Estratto del documento:
□ □ □ □
Con Nun te ne fa’, Gnut conferma la sua capacità di intrecciare radici napoletane, folk e blues in un linguaggio personale e diretto. Un disco che nasce dall’istinto, registrato in presa diretta per catturare l’essenza di ogni brano.
In questa intervista, l’artista racconta la genesi di Luntano ‘a te, la sua idea di musica come rifugio ma non unica risposta, e il percorso che l’ha portato fino a qui, tra ricerca sonora e necessità di restare sempre fedele a sé stesso.
“Luntano ‘a te” racconta il sollievo dopo la fine di un amore tossico, ma anche l’amarezza che lascia dietro. Cosa volevi trasmettere al pubblico? E cosa resta dentro, anche dopo la liberazione?
«In realtà quando scrivo non penso mai a cosa arriverà a chi ascolterà il pezzo. Parto da stati d’animo o esperienze personali che elaboro attraverso la musica. Inizio a farmi domande in un secondo momento. In questo caso volevo trasmettere conforto ed empatia a chi purtroppo è stato vittima di un rapporto tossico e mi auguro che in alcuni casi trasmetta anche il coraggio per reagire a determinate situazioni.
□ □ □ □
Elenco fornito:

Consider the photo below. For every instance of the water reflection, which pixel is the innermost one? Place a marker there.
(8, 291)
□ □ □ □
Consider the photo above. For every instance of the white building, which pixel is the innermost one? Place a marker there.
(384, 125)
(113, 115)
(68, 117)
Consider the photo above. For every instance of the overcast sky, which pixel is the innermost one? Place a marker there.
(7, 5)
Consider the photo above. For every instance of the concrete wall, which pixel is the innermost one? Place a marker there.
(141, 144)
□ □ □ □
Elenco compiti:
1 - Secondo l'intervista a Gnut, in che modo è stato registrato il disco Nun te ne fa'?
2 - Traduci in inglese questa frase dell'intervista a Gnut: «Inizio a farmi domande in un secondo momento.»
3 - Riporta fedelmente la parte dell'intervista a Gnut che si apre con le parole contenenti "Con Nun te ne" e si chiude con "di ogni brano.".
L'elenco proviene da una fonte diversa.

Soluzioni:
1 - In presa diretta, per catturare l'essenza di ogni brano.

2 - I start asking myself questions at a later stage.

3 -
Con Nun te ne fa’, Gnut conferma la sua capacità di intrecciare radici napoletane, folk e blues in un linguaggio personale e diretto. Un disco che nasce dall’istinto, registrato in presa diretta per catturare l’essenza di ogni brano.